> _Source excerpt_
This volume does not reach the infamous gunfight (a sequel is
forthcoming) but it sets up the situation, with twisty chains of
magical influence creeping up and over the historical facts. It's not
quite the mode of Tim Powers: we learn the underpinnings of magic
early on. But it does the same job in the end, revealing truths about
Tombstone through explanations that could have been true.
- Rowling, J. K.
- Harry Potter and the Deathly Hallows [borrowed]
Concludes the story of Severus Snape and Albus Dumbledore, and the
kids they met.
My judgement is that Rowling carries off her series successfully but
imperfectly. She's built up many characters, plot threads, and themes
across ten years, and a significant fraction of them are shorted or
dropped in the end. Ironically, Deathly Hallows might have been a
much better book if Rowling had been able to pass drafts around. The
fan community (even the tiny slice of it I have contact with) very
quickly came up with comments -- suggestions, connections the author
failed to make -- which should have been beta feedback rather than
book reviews.
As for the oft-vilified epilogue -- I entirely understand why Rowling
wrote it, and once it was written it wouldn't have any value kept in
her sock-drawer. (The value, obviously, was to comprehensively break
the knees of any requests to write the Harry Potter Age 20 novel, or
30, or any such.) (Rowling is perhaps taking for granted that nobody
wants to read Harry Potter Age 50.) It still needed a lot more sense
of time passing and life changing.
- Sagara, Michelle
- Cast in Shadow
- Cast in Courtlight
Someone commented that this series (by established fantasy author
Michelle Sagara-and/or-West) was the least romance-ish of the Luna
fantastic-romance publication line. I haven't read enough Luna stuff
to agree with that (I mean, I'd have to read all of them, right?) but
these are straight-up fantasy to my eye. Girl is a rookie cop in a
multi-species city -- elves, cat-people, hawk-people, others -- with
plenty of mysterious wizard lords and such to spice up the mix. Plus
she's a healer. Many a fantasy series has collapsed into sappy woo-woo
with such a premise, but this one is pleasantly hard-headed: magical
healing powers mean nobody ever lets you get a decent night's
sleep.

Collection entries
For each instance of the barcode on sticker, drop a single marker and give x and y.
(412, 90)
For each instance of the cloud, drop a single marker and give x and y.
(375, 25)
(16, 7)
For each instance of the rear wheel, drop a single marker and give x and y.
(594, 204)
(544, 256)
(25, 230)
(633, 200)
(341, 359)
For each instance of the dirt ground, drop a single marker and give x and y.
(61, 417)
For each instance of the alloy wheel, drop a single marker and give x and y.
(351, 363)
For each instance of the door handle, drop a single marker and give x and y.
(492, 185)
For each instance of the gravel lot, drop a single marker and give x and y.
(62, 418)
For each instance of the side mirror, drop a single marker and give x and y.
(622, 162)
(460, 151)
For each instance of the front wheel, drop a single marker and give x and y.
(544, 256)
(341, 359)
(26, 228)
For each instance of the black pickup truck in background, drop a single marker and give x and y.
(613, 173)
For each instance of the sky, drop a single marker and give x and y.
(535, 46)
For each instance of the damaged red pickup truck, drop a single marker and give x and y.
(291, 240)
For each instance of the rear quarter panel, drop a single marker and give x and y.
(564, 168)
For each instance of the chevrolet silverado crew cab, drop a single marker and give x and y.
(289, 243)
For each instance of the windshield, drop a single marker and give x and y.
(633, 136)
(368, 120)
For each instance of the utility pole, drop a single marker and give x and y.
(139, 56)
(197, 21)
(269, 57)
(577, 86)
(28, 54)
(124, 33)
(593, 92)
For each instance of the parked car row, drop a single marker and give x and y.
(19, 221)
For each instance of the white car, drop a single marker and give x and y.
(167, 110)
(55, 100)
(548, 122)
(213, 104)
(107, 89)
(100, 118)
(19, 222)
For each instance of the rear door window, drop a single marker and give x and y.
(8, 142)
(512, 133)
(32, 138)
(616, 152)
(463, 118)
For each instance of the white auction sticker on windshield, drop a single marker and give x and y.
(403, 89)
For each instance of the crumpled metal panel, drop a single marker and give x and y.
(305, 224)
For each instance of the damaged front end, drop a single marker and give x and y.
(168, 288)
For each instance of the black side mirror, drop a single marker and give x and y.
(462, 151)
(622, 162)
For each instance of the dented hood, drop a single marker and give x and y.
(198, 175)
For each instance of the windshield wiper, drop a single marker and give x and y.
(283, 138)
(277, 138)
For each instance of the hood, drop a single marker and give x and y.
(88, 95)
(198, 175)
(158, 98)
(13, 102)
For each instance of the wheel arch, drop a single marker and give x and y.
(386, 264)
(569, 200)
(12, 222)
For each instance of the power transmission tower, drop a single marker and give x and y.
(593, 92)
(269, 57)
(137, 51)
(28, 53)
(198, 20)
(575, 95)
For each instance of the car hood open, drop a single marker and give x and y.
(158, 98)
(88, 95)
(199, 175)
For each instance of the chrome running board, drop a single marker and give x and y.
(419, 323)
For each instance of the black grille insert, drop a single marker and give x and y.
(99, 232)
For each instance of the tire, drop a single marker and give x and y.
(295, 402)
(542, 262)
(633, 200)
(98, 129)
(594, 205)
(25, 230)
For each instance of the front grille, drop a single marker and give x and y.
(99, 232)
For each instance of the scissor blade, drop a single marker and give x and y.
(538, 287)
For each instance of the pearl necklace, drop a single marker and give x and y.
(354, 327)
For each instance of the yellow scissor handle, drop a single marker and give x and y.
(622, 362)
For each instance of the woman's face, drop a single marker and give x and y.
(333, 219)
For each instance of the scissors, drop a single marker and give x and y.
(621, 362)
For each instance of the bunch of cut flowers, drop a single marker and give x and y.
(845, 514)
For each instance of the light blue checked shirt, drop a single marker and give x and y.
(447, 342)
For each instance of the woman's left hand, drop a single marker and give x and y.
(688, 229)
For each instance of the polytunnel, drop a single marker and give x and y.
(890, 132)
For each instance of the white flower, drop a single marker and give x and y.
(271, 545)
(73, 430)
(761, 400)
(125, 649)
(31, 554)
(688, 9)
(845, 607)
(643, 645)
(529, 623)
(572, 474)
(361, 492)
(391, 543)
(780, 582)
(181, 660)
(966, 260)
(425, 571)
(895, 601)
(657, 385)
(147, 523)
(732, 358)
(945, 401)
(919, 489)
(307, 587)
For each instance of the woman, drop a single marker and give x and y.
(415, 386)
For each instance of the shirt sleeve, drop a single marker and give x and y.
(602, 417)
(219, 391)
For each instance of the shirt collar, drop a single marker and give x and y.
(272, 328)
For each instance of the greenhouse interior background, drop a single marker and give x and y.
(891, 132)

> _Problems to work on_
1. According to the reading notes, what purpose did the Deathly Hallows epilogue serve?
2. Based on the reading notes, answer yes or no to each statement and quote the words that decide it: (a) The first volume discussed covers the gunfight itself. (b) The reviewer regards the Sagara books as straight-up fantasy. (c) The heroine of the Sagara series is a healer.

> _Task-by-task answers_
1. Its purpose was to comprehensively shut down any requests for a Harry Potter Age 20 novel, an Age 30 novel, or anything similar. Once it was written, it would have had no value if Rowling had kept it in her sock drawer.

2.
(a) No: "This volume does not reach the infamous gunfight"
(b) Yes: "these are straight-up fantasy to my eye"
(c) Yes: "Plus she's a healer."